Aim = Reproduce the records below verbatim, starting with the line that contains "Reviewer note: confirm each instance of the drum carrier" and ending after the line that contains "pixel 299 135".
########
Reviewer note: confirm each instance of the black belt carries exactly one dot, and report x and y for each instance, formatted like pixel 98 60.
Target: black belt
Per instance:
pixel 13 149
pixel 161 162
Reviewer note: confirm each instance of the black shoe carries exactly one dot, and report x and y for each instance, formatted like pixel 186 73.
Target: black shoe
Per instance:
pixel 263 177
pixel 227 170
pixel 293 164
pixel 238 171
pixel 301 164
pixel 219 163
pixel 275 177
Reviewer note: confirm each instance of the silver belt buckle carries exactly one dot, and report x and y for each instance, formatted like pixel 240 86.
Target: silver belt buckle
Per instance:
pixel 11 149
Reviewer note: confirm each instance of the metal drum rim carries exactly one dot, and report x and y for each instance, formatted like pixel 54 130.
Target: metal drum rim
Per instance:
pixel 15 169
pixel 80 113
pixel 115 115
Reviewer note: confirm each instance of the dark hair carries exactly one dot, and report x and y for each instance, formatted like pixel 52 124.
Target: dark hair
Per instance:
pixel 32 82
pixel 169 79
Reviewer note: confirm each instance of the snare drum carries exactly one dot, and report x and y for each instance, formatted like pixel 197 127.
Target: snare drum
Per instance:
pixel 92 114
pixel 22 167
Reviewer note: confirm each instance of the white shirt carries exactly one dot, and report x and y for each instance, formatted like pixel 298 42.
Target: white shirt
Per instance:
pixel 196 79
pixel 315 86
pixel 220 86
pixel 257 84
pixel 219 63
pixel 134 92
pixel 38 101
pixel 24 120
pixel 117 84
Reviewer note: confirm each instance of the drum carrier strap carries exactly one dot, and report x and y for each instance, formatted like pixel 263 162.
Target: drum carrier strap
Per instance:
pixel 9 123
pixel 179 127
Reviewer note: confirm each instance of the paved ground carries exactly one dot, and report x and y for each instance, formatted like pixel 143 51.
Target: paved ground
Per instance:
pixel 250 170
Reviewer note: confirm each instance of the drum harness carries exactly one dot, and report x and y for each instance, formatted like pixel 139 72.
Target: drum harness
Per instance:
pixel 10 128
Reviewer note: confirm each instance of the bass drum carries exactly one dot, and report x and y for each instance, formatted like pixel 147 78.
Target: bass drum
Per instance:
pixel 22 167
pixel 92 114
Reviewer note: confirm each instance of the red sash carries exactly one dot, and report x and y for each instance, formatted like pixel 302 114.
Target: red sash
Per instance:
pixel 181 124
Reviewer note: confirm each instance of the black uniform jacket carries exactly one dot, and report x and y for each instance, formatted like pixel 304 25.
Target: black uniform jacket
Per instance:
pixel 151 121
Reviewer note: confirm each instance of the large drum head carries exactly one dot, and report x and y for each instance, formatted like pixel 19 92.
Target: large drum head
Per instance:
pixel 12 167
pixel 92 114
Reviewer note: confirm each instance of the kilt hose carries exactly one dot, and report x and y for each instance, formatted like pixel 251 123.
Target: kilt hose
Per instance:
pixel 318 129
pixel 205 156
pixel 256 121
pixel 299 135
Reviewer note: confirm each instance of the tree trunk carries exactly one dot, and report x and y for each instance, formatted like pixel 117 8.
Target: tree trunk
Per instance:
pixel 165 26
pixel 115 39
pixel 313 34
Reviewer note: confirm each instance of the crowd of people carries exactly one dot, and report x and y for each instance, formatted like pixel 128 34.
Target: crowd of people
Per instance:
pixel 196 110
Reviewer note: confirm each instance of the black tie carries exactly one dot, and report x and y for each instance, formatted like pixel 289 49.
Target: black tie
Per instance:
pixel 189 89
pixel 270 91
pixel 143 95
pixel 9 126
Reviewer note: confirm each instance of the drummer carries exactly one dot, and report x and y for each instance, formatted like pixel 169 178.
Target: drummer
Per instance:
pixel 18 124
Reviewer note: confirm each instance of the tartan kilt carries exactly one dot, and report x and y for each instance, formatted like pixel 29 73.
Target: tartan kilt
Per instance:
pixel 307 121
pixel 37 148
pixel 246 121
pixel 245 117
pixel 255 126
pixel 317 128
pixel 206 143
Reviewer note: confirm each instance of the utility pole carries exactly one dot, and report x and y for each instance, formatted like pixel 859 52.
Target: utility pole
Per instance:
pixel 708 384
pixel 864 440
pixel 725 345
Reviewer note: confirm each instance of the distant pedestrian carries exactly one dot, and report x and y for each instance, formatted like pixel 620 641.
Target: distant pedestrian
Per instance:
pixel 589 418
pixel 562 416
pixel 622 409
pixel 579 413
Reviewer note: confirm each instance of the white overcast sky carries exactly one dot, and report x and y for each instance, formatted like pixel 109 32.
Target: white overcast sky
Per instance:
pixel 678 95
########
Finished exercise =
Reviewer note: confirm each instance of the drum carrier strap carries exactly one dot, and report x and y for each instance, formatted like pixel 263 162.
Target: drum carrier strap
Per instance:
pixel 9 123
pixel 179 127
Reviewer note: confirm each instance of the paved ground carries exactly one dot, and report x and y for each instance, formatted like pixel 143 51.
Target: paved ground
Per instance:
pixel 250 170
Reviewer note: confirm each instance of the drum harness carries exactly one dot, and report x and y for each instance, formatted like pixel 139 72.
Target: drum harness
Per instance:
pixel 10 128
Reviewer note: confirm each instance of the bass drum carries exactly one dot, and report x and y for each instance, formatted like pixel 147 78.
Target: bass drum
Per instance:
pixel 22 167
pixel 92 114
Reviewer note: confirm each instance of the red sash carries exactly one dot, and report x and y for each instance, formatted like pixel 302 114.
Target: red sash
Per instance:
pixel 181 124
Reviewer note: confirm each instance of the black uniform jacket carries exactly one dot, and report x and y for each instance, formatted like pixel 304 25.
Target: black uniform jacket
Per instance:
pixel 151 121
Reviewer note: confirm each instance of the large drum head carries exactly one dot, and report x and y for each instance, formatted like pixel 19 92.
Target: large drum head
Per instance:
pixel 12 167
pixel 92 114
Reviewer note: confirm each instance of the kilt hose carries exactly one dot, and report x and y for each instance, formatted like pixel 251 123.
Target: kilt hose
Per instance:
pixel 318 129
pixel 205 156
pixel 256 121
pixel 299 135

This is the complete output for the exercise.